Fitting survival density curves using different distributions - r

I am working with some log-normal data, and naturally I want to demonstrate log-normal distribution results in a better overlap than other possible distributions. Essentially, I want to replicate the following graph with my data:
where the fitted density curves are juxtaposed over log(time).
The text where the linked image is from describes the process as fitting each model and obtaining the following parameters:
For that purpose, I fitted four naive survival models with the above-mentioned distributions:
survreg(Surv(time,event)~1,dist="family")
and extracted the shape parameter (α) and the coefficient (β).
I have several questions regarding the process:
1) Is this the right way of going about it? I have looked into several R packages but couldn't locate one that plots density curves as a built-in function, so I feel like I must be overlooking something obvious.
2) Do the values corresponding log-normal distribution (μ and σ$^2$) just the mean and the variance of the intercept?
3) How can I create a similar table in R? (Maybe this is more of a stack overflow question) I know I can just cbind them manually, but I am more interested in calling them from the fitted models. survreg objects store the coefficient estimates, but calling survreg.obj$coefficients results a named number vector (instead of just a number).
4) Most importantly, how can I plot a similar graph? I thought it would be fairly simple if I just extract the parameters and plot them over the histrogram, but so far no luck. The author of the text says he estimated the density curves from the parameters, but I just get a point estimate - what am I missing? Should I calculate the density curves manually based on distribution before plotting?
I am not sure how to provide a mwe in this case, but honestly I just need a general solution for adding multiple density curves to survival data. On the other hand, if you think it will help, feel free to recommend a mwe solution and I will try to produce one.
Thanks for your input!
Edit: Based on eclark's post, I have made some progress. My parameters are:
Dist = data.frame(
Exponential = rweibull(n = 10000, shape = 1, scale = 6.636684),
Weibull = rweibull(n = 10000, shape = 6.068786, scale = 2.002165),
Gamma = rgamma(n = 10000, shape = 768.1476, scale = 1433.986),
LogNormal = rlnorm(n = 10000, meanlog = 4.986, sdlog = .877)
)
However, given the massive difference in scales, this is what I get:
Going back to question number 3, is this how I should get the parameters?
Currently this is how I do it (sorry for the mess):
summary(fit.exp)
Call:
survreg(formula = Surv(duration, confterm) ~ 1, data = data.na,
dist = "exponential")
Value Std. Error z p
(Intercept) 6.64 0.052 128 0
Scale fixed at 1
Exponential distribution
Loglik(model)= -2825.6 Loglik(intercept only)= -2825.6
Number of Newton-Raphson Iterations: 6
n= 397
summary(fit.wei)
Call:
survreg(formula = Surv(duration, confterm) ~ 1, data = data.na,
dist = "weibull")
Value Std. Error z p
(Intercept) 6.069 0.1075 56.5 0.00e+00
Log(scale) 0.694 0.0411 16.9 6.99e-64
Scale= 2
Weibull distribution
Loglik(model)= -2622.2 Loglik(intercept only)= -2622.2
Number of Newton-Raphson Iterations: 6
n= 397
summary(fit.gau)

PROMPT A:
Sum up the forum thread on fitting survival density curves in two sentences.
PROMPT B:
Pick up the forum thread on fitting survival density curves after its last line and keep it going.

[Records of labeled points]
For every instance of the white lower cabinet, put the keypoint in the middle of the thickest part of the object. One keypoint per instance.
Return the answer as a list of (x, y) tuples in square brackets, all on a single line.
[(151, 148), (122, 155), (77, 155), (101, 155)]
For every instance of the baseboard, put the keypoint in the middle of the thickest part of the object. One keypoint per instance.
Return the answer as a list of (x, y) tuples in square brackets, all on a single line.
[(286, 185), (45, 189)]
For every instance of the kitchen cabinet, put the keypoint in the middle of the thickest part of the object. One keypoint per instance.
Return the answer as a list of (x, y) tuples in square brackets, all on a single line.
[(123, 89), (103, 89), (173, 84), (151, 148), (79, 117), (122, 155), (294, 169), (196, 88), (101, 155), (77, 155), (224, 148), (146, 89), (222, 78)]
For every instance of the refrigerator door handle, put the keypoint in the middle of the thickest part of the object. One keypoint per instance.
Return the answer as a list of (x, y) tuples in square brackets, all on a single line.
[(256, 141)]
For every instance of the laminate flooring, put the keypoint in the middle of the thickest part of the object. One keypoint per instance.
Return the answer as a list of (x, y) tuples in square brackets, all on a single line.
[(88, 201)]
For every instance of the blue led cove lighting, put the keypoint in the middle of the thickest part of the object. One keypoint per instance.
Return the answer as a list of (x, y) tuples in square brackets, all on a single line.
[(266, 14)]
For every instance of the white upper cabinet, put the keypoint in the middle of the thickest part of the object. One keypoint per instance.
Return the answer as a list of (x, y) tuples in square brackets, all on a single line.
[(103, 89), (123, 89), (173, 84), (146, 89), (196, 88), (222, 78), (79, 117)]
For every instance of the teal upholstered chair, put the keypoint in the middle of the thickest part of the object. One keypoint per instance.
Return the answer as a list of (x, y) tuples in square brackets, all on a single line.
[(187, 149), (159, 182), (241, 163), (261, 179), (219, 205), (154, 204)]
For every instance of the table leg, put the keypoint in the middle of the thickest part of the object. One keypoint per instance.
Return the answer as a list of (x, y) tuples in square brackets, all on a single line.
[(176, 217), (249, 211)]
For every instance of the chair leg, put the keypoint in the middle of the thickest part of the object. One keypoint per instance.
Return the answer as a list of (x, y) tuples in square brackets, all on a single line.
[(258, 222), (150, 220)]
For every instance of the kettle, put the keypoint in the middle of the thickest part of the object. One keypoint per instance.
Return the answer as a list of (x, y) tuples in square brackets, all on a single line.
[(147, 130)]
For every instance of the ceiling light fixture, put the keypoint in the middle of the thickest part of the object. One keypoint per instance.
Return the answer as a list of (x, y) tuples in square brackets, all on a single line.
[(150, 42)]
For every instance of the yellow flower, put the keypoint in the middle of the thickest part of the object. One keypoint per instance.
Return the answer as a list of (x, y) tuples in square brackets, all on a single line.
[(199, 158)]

RESPONSE A:
The poster has log-normal data and wants to reproduce a graph of fitted density curves over log(time), having fitted four naive survival models with survreg and pulled out the shape parameter and coefficient. They ask whether this approach is right, what the log-normal μ and σ² correspond to, how to build a parameter table from the fitted models, and how to plot the curves, and an edit reports progress with random draws whose scales differ massively, followed by summaries of the exponential and Weibull fits.

RESPONSE B:
Call:
survreg(formula = Surv(duration, confterm) ~ 1, data = data.na,
dist = "gaussian")
Value Std. Error z p
(Intercept) 768.15 72.6174 10.6 3.77e-26
Log(scale) 7.27 0.0372 195.4 0.00e+00
Scale= 1434
Gaussian distribution
Loglik(model)= -3243.7 Loglik(intercept only)= -3243.7
Number of Newton-Raphson Iterations: 4
n= 397
summary(fit.log)
Call:
survreg(formula = Surv(duration, confterm) ~ 1, data = data.na,
dist = "lognormal")
Value Std. Error z p
(Intercept) 4.986 0.1216 41.0 0.00e+00
Log(scale) 0.877 0.0373 23.5 1.71e-122
Scale= 2.4
Log Normal distribution
Loglik(model)= -2624 Loglik(intercept only)= -2624
Number of Newton-Raphson Iterations: 5
n= 397
I feel like I am particularly messing up the lognormal, given that it is not the standard shape-and-coefficient tandem but the mean and variance.

Try this; the idea is generating random variables using the random distribtion functions and then plotting the density functions with the output data, here is an example like you need:
require(ggplot2)
require(dplyr)
require(tidyr)
SampleData <- data.frame(Duration=rlnorm(n = 184,meanlog = 2.859,sdlog = .246)) #Asume this is data we have sampled from a lognormal distribution
#Then we estimate the parameters for different types of distributions for that sample data and come up for this parameters
#We then generate a dataframe with those distributions and parameters
Dist = data.frame(
Weibull = rweibull(10000,shape = 1.995,scale = 22.386),
Gamma = rgamma(n = 10000,shape = 4.203,scale = 4.699),
LogNormal = rlnorm(n = 10000,meanlog = 2.859,sdlog = .246)
)
#We use gather to prepare the distribution data in a manner better suited for group plotting in ggplot2
Dist <- Dist %>% gather(Distribution,Duration)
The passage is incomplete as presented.